» **Exercise description**
Retype the stretch from the line containing "For the benchmark, spot each instance of the pregnant belly" through the end of the items, copying it without changes.

» **Material for this exercise**
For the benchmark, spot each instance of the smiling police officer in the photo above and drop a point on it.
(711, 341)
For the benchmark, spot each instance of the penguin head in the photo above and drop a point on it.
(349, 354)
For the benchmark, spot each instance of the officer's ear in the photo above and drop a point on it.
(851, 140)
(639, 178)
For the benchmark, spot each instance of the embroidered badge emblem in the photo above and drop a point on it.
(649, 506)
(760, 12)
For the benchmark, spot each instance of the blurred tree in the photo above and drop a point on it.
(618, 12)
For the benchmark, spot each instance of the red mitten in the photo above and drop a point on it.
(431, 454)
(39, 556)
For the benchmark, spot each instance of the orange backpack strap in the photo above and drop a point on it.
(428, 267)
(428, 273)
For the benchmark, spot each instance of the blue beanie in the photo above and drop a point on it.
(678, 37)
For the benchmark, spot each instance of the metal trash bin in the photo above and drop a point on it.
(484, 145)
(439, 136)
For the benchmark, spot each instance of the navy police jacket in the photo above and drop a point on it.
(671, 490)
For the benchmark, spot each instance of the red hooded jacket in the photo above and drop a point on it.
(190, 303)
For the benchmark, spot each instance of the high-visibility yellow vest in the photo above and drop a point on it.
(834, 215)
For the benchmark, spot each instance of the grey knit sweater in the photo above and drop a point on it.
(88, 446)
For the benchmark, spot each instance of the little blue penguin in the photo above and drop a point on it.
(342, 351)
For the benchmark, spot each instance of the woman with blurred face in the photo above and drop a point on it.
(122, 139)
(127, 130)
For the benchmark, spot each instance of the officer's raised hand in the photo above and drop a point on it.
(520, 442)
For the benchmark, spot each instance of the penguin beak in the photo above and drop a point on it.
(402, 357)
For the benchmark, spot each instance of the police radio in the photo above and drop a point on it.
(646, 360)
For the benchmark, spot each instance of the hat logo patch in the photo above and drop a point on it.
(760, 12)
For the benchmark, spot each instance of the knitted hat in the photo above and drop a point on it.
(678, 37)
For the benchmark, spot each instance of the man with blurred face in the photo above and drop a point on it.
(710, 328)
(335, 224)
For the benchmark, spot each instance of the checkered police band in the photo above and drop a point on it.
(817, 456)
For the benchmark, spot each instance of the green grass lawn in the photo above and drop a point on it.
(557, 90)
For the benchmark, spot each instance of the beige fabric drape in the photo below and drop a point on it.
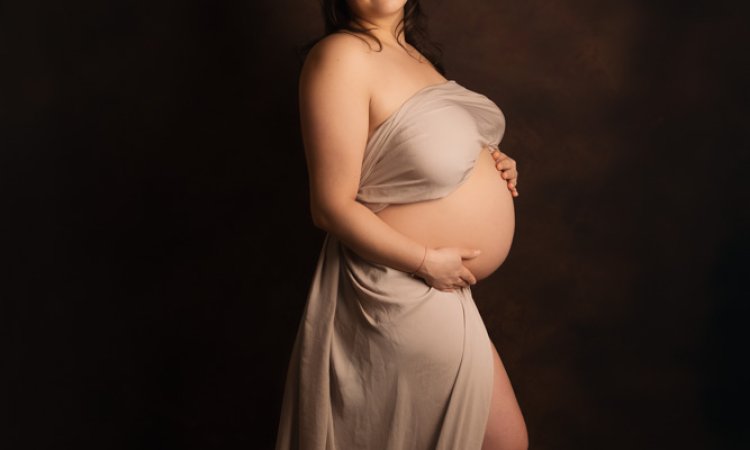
(382, 360)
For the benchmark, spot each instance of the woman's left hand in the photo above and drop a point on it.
(507, 167)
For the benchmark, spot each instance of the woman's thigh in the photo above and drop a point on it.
(506, 429)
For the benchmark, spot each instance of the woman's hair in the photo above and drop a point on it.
(338, 17)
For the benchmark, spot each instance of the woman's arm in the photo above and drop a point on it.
(334, 99)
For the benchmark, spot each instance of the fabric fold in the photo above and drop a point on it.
(382, 360)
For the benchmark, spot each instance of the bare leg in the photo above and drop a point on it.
(506, 429)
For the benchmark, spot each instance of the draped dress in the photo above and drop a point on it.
(382, 360)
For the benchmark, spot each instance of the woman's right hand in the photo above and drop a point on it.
(444, 270)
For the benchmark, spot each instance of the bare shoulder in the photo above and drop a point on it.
(338, 58)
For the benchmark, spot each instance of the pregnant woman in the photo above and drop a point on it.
(391, 352)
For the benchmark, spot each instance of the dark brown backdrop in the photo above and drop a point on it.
(158, 246)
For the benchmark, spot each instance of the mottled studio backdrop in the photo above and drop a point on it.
(157, 245)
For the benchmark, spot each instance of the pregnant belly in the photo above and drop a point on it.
(478, 214)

» **Response**
For the benchmark, spot each instance of the pregnant belly in the photo above and drop a point on it.
(478, 214)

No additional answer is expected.